The EUR/USD pair stayed under mild selling pressure for the second consecutive week, but settled on Friday at around 1.1350, pretty much unchanged from the opening. Investors are still wary about the US Dollar (USD) given the White House's tariffs policy potential effects on the local economy.

Additionally, United States (US) data released in the last few days indicated a slowing performance throughout the first quarter of the year, also a result of trade-war concerns. On the contrary, European Union (EU) macroeconomic figures were unimpressive but painted a better picture.

As the week comes to an end, investors shift the focus to global trade developments and the upcoming Federal Reserve (Fed) monetary policy announcement.

European data and the European Central Bank

The EU released the April Economic Sentiment Indicator, which contracted to 93.6 from 95.00 in March. Additionally, the Union released the preliminary estimate of the Q1 Gross Domestic Product (GDP), indicating the economy grew by 1.2% on a yearly basis and by 0.4% in the quarter, beating expectations of 1.0% and 0.2%, respectively. Finally, the Harmonized Index of Consumer Prices (HICP) rose by more than anticipated in April, according to preliminary estimates, up 2.2% year-on-year (YoY) vs the 2.1% expected.

━━━━

* _Exercise A_:
Answer these questions from the EUR/USD report, marking each answer to match:
(i) At about what level did the EUR/USD pair settle on Friday?
(ii) What reading did the April Economic Sentiment Indicator fall to?
(iii) What year-on-year HICP rise had been expected for April?
* _Exercise B_: Please echo the EUR/USD report word for word, starting at "The EUR/USD pair" and ending at "a better picture.".
* _Exercise C_: List every abbreviation that the EUR/USD report spells out in parentheses, each with its full form.
The items that follow are separate material with no connection to the EUR/USD report.

[Records excerpted from a collection]
━━━━

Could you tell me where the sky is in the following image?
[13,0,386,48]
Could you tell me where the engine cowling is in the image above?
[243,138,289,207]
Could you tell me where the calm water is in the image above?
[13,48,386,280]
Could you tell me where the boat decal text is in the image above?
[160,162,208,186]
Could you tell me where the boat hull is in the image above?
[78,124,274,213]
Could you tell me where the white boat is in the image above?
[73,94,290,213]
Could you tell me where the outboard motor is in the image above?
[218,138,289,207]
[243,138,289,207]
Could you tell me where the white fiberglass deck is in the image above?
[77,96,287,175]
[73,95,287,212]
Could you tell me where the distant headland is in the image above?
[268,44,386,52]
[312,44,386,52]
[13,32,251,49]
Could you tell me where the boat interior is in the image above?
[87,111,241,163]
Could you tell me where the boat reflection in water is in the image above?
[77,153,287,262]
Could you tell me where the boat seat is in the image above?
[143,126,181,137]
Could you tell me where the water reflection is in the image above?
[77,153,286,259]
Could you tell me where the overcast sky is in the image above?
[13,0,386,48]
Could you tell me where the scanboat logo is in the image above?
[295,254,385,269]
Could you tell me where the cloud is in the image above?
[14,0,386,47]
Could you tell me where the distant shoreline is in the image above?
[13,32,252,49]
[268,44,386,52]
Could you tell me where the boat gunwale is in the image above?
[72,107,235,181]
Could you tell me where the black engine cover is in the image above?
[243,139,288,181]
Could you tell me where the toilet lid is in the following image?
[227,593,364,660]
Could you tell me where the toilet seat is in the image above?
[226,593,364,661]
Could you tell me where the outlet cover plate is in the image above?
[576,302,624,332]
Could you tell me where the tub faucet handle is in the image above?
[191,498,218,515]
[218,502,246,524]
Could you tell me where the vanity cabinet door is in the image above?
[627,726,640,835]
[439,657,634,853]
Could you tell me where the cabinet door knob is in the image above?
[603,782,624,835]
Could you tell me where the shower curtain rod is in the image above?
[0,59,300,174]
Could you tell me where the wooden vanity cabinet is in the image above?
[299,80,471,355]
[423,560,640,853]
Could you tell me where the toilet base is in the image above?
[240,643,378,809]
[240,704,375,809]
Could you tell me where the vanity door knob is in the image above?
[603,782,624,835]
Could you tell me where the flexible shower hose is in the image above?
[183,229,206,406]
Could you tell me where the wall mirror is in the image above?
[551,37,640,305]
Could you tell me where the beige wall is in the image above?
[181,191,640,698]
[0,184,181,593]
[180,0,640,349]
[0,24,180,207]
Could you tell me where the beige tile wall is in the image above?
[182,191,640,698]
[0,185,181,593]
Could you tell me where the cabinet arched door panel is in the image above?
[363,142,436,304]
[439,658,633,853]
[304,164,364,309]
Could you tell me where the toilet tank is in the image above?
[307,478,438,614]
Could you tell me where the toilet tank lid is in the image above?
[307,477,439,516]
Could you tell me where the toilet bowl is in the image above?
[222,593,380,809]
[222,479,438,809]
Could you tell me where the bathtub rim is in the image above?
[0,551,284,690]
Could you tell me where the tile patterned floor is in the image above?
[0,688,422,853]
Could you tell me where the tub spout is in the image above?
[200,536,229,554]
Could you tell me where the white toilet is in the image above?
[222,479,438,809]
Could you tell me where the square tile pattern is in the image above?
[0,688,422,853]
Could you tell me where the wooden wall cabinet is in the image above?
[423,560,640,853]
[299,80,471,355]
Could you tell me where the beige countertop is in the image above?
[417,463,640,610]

━━━━

* _Task result A_:
(i) Around 1.1350
(ii) 93.6
(iii) 2.1%

* _Task result B_:
The EUR/USD pair stayed under mild selling pressure for the second consecutive week, but settled on Friday at around 1.1350, pretty much unchanged from the opening. Investors are still wary about the US Dollar (USD) given the White House's tariffs policy potential effects on the local economy.

Additionally, United States (US) data released in the last few days indicated a slowing performance throughout the first quarter of the year, also a result of trade-war concerns. On the contrary, European Union (EU) macroeconomic figures were unimpressive but painted a better picture.

* _Task result C_:
USD: US Dollar
US: United States
EU: European Union
Fed: Federal Reserve
GDP: Gross Domestic Product
HICP: Harmonized Index of Consumer Prices
YoY: year-on-year